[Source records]
# # #

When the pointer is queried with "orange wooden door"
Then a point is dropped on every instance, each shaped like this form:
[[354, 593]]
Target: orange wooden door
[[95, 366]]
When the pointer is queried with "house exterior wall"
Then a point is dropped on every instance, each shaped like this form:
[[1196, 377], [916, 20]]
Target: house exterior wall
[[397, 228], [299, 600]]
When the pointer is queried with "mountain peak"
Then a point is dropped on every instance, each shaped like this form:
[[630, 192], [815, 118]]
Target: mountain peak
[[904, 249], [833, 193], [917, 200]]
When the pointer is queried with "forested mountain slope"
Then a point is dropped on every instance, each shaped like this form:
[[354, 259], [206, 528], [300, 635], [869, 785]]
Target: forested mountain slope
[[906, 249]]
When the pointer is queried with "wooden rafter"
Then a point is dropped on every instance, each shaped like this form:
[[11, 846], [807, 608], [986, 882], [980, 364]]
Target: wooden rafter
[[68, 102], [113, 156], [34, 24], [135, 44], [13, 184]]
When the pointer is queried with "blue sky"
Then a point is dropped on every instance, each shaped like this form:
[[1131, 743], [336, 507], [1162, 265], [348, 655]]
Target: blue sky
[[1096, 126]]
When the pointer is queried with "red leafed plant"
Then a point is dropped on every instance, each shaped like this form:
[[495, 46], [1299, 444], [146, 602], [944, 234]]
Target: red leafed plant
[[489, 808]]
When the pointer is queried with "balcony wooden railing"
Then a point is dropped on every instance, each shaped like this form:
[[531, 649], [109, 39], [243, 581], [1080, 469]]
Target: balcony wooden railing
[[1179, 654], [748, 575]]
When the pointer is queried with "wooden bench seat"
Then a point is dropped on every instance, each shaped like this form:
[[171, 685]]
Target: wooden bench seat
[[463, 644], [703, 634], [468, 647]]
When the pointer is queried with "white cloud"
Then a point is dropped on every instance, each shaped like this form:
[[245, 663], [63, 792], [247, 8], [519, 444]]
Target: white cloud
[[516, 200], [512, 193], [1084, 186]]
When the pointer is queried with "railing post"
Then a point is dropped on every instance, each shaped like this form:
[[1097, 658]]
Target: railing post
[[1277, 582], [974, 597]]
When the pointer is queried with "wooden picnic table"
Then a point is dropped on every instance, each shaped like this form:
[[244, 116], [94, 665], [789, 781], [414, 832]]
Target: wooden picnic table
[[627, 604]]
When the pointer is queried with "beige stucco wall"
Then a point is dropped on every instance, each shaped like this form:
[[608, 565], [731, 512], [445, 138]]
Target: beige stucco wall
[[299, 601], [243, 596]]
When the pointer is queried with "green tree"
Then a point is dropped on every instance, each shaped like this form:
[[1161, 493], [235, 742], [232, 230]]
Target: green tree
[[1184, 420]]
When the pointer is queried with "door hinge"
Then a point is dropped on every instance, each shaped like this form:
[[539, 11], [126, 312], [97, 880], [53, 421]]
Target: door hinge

# # #

= WHAT IS REQUIRED =
Render every line of the records above as a Markdown table with the columns Row and Line, numbering the rows in order and leaving out blank lines.

= TASK RESULT =
| Row | Line |
|---|---|
| 1 | When the pointer is queried with "orange wooden door" |
| 2 | Then a point is dropped on every instance, each shaped like this form: |
| 3 | [[354, 593]] |
| 4 | Target: orange wooden door |
| 5 | [[95, 366]] |
| 6 | When the pointer is queried with "house exterior wall" |
| 7 | Then a point is dropped on every instance, each shaped like this form: |
| 8 | [[1196, 377], [916, 20]] |
| 9 | Target: house exterior wall |
| 10 | [[397, 228], [299, 600]] |
| 11 | When the pointer is queried with "mountain peak" |
| 12 | Then a point is dropped on every instance, each shaped like this form: |
| 13 | [[630, 192], [815, 118]] |
| 14 | Target: mountain peak |
| 15 | [[904, 249], [833, 193], [917, 200]] |
| 16 | When the pointer is queried with "forested mountain slope" |
| 17 | Then a point is dropped on every instance, each shaped like this form: |
| 18 | [[354, 259], [206, 528], [300, 635], [869, 785]] |
| 19 | Target: forested mountain slope |
| 20 | [[906, 249]] |
| 21 | When the pointer is queried with "wooden rafter" |
| 22 | Then a point is dropped on every instance, each shaped like this form: |
| 23 | [[11, 846], [807, 608], [986, 882], [980, 364]] |
| 24 | Target: wooden rafter |
| 25 | [[68, 102], [113, 156], [34, 24], [135, 44], [13, 184]] |
| 26 | When the pointer is queried with "blue sky" |
| 27 | Then a point is dropped on every instance, each shaped like this form: |
| 28 | [[1131, 743], [336, 507], [1162, 265], [348, 655]] |
| 29 | Target: blue sky |
| 30 | [[1096, 126]] |
| 31 | When the pointer is queried with "red leafed plant" |
| 32 | Then a point is dropped on every instance, each shaped like this form: |
| 33 | [[495, 46], [1299, 444], [146, 602], [944, 234]] |
| 34 | Target: red leafed plant |
| 35 | [[489, 808]] |
| 36 | When the pointer is queried with "balcony wooden railing" |
| 37 | Then a point is dropped on every instance, each shaped like this form: |
| 38 | [[531, 649], [109, 39], [243, 581], [1080, 469]] |
| 39 | Target: balcony wooden railing |
| 40 | [[1179, 654], [748, 575]] |
| 41 | When the pointer is queried with "wooden bench seat" |
| 42 | Then a point is dropped on every instance, each shaped like this form: |
| 43 | [[171, 685]] |
| 44 | Target: wooden bench seat |
| 45 | [[463, 644], [703, 634], [468, 647]] |
| 46 | When the pointer is queried with "white cloud" |
| 47 | Then a point is dropped on every instance, each shaped like this form: |
| 48 | [[245, 663], [63, 792], [247, 8], [519, 444]] |
| 49 | Target: white cloud |
| 50 | [[516, 200], [512, 193], [1084, 186]] |
| 51 | When the pointer is queried with "railing post" |
| 52 | Then a point is dropped on every instance, each shaped like this form: |
| 53 | [[1097, 658]] |
| 54 | Target: railing post |
| 55 | [[1277, 582], [974, 597]] |
| 56 | When the pointer is queried with "wooden picnic table" |
| 57 | Then a point is dropped on every instance, each shaped like this form: |
| 58 | [[244, 116], [94, 665], [789, 781], [414, 832]] |
| 59 | Target: wooden picnic table |
| 60 | [[627, 604]] |
| 61 | When the pointer is queried with "beige stucco wall" |
| 62 | Then a point is dropped on every instance, each shaped like this form: |
| 63 | [[608, 565], [731, 512], [445, 138]] |
| 64 | Target: beige stucco wall |
| 65 | [[299, 601], [243, 596]] |
| 66 | When the pointer is queried with "green tree" |
| 67 | Then a point is dropped on every instance, each shaped like this form: |
| 68 | [[1161, 493], [235, 742], [232, 230]] |
| 69 | Target: green tree |
| 70 | [[1184, 420]] |
| 71 | When the pointer is queried with "door hinge" |
| 72 | Then a point is dropped on every instance, each shaped like this form: |
| 73 | [[539, 11], [126, 312], [97, 880], [53, 421]] |
| 74 | Target: door hinge |